• Task details
Render every line of the records below as a numbered list, omitting any blank lines.

↓

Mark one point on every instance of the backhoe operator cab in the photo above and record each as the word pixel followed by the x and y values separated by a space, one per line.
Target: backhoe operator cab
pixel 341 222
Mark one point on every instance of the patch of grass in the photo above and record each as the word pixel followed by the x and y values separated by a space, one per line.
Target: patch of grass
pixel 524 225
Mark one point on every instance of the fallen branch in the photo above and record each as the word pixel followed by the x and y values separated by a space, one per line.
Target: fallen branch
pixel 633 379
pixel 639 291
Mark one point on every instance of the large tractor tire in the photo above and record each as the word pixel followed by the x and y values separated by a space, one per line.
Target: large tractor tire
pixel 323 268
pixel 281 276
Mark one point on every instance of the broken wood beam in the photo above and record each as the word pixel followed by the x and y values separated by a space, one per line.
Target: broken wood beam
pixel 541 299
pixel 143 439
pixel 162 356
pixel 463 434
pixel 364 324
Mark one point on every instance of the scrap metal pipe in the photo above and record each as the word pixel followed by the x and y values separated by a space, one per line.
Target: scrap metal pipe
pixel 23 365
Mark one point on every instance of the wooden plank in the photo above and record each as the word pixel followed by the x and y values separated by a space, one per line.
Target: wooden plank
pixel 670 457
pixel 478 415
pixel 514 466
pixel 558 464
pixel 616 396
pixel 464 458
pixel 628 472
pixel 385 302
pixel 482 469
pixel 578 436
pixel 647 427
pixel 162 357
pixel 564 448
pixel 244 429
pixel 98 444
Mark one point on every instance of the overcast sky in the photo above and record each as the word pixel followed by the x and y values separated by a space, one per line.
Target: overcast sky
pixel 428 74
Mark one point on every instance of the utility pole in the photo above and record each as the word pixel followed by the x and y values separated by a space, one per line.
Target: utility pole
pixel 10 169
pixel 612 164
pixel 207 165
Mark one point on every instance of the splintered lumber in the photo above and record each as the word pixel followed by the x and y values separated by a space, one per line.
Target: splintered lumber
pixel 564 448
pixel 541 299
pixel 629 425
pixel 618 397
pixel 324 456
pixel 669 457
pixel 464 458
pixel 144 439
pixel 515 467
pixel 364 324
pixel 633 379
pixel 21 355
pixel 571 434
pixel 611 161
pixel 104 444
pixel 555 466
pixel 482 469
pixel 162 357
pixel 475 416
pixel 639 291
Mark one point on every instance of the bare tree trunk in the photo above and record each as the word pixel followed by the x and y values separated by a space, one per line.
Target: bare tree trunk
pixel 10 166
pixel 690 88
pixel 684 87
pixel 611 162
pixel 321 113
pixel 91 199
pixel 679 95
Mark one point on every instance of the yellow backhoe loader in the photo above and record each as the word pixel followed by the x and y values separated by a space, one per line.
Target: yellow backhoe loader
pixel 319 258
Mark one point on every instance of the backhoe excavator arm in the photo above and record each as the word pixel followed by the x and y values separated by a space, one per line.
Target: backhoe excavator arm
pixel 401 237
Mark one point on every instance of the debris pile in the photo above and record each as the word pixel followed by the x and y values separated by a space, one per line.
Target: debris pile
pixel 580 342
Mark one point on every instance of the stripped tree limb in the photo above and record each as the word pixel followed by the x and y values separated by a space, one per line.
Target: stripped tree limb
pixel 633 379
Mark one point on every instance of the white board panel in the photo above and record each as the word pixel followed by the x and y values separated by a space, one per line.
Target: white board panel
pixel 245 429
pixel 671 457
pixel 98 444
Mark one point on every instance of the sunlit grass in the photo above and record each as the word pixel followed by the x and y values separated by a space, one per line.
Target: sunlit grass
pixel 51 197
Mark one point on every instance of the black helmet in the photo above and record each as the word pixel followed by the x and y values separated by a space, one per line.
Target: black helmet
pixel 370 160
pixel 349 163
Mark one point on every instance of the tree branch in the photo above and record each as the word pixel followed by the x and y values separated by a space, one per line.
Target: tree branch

↑

• The reply
1. Mark one point on every instance of the backhoe operator cab in the photo above and record each as the word pixel followed by the x and y values separated by a space, one per line.
2. Target: backhoe operator cab
3. pixel 341 222
4. Mark one point on every instance of the patch of grass in the photo above and record each as the word pixel followed by the x and y values separated by a space, one per line.
5. Target: patch of grass
6. pixel 524 225
7. Mark one point on every instance of the fallen branch in the photo above and record each as the word pixel followed by the x and y values separated by a space, one per line.
8. Target: fallen branch
9. pixel 633 379
10. pixel 639 291
11. Mark one point on every instance of the large tractor tire in the photo above and record each as the word pixel followed by the x and y values separated by a space, one per line.
12. Target: large tractor tire
13. pixel 323 268
14. pixel 281 276
15. Mark one point on every instance of the broken wood beam in the photo above and record each as the word pixel followed by the x and y values separated by a space, one per line.
16. Target: broken wood beam
17. pixel 541 299
18. pixel 143 439
19. pixel 162 356
20. pixel 463 434
21. pixel 364 324
22. Mark one point on every instance of the scrap metal pipe in the photo above and record each as the word pixel followed by the x and y values separated by a space, one per line.
23. Target: scrap metal pipe
24. pixel 23 365
25. Mark one point on every instance of the wooden plank in the photo above and record each as the word pixel followed by the x and y values separated by a space, one per line.
26. Target: wooden plank
27. pixel 670 457
28. pixel 478 415
29. pixel 514 466
30. pixel 558 464
31. pixel 616 396
32. pixel 464 458
33. pixel 628 472
34. pixel 385 302
35. pixel 482 469
36. pixel 578 436
37. pixel 647 427
38. pixel 162 357
39. pixel 564 448
40. pixel 244 429
41. pixel 98 444
42. Mark one point on every instance of the overcast sky in the photo above and record each as the word pixel followed by the x and y values separated by a space, one per line.
43. Target: overcast sky
44. pixel 428 74
45. Mark one point on every instance of the utility pole in the photo above and record each as the word pixel followed by the x and y values separated by a space, one per line.
46. Target: utility pole
47. pixel 10 169
48. pixel 612 164
49. pixel 207 165
50. Mark one point on every instance of the splintered lumber in the photo above and record each as the word pixel followed by the x and y values separated by a space, one per line.
51. Target: splintered lumber
52. pixel 564 448
53. pixel 541 299
54. pixel 629 425
55. pixel 618 397
56. pixel 324 456
57. pixel 669 457
58. pixel 464 458
59. pixel 144 439
60. pixel 515 467
61. pixel 364 324
62. pixel 633 379
63. pixel 21 355
64. pixel 571 434
65. pixel 611 161
66. pixel 104 444
67. pixel 555 466
68. pixel 482 469
69. pixel 162 357
70. pixel 475 416
71. pixel 639 291
72. Mark one point on every instance of the bare tree trunk in the photo above and record each as the word pixel followed by the x and y values separated by a space, one per line.
73. Target: bare tree trunk
74. pixel 10 166
75. pixel 690 88
76. pixel 684 87
77. pixel 611 162
78. pixel 321 113
79. pixel 91 199
80. pixel 679 95
81. Mark one point on every instance of the yellow backhoe loader in the photo above and record each as the word pixel followed by the x and y values separated by a space, one per line.
82. Target: yellow backhoe loader
83. pixel 319 258
84. Mark one point on every instance of the backhoe excavator arm in the photo above and record each as the word pixel followed by the x and y values separated by a space, one per line.
85. Target: backhoe excavator arm
86. pixel 401 237
87. Mark one point on every instance of the debris pile in the photo above and record each as the word pixel followed by the x and y values separated by a space, one per line.
88. Target: debris pile
89. pixel 580 342
90. Mark one point on every instance of the stripped tree limb in the photo above and record each as the word pixel followed by the x and y values separated by a space, one per line.
91. Target: stripped tree limb
92. pixel 633 379
93. Mark one point on every instance of the white board panel in the photo above and record each as the word pixel followed by the x and y values separated by a space, one per line.
94. Target: white board panel
95. pixel 245 429
96. pixel 671 457
97. pixel 98 444
98. Mark one point on every instance of the sunlit grass in the photo above and record each as the word pixel followed by the x and y values separated by a space, one per line.
99. Target: sunlit grass
100. pixel 51 197
101. Mark one point on every instance of the black helmet in the photo above and record each as the word pixel followed by the x and y values separated by a space, one per line.
102. Target: black helmet
103. pixel 370 160
104. pixel 349 163
105. Mark one point on every instance of the tree branch in the photo above and record each as the word pixel followed by the x and y values separated by a space, one per line.
106. Target: tree branch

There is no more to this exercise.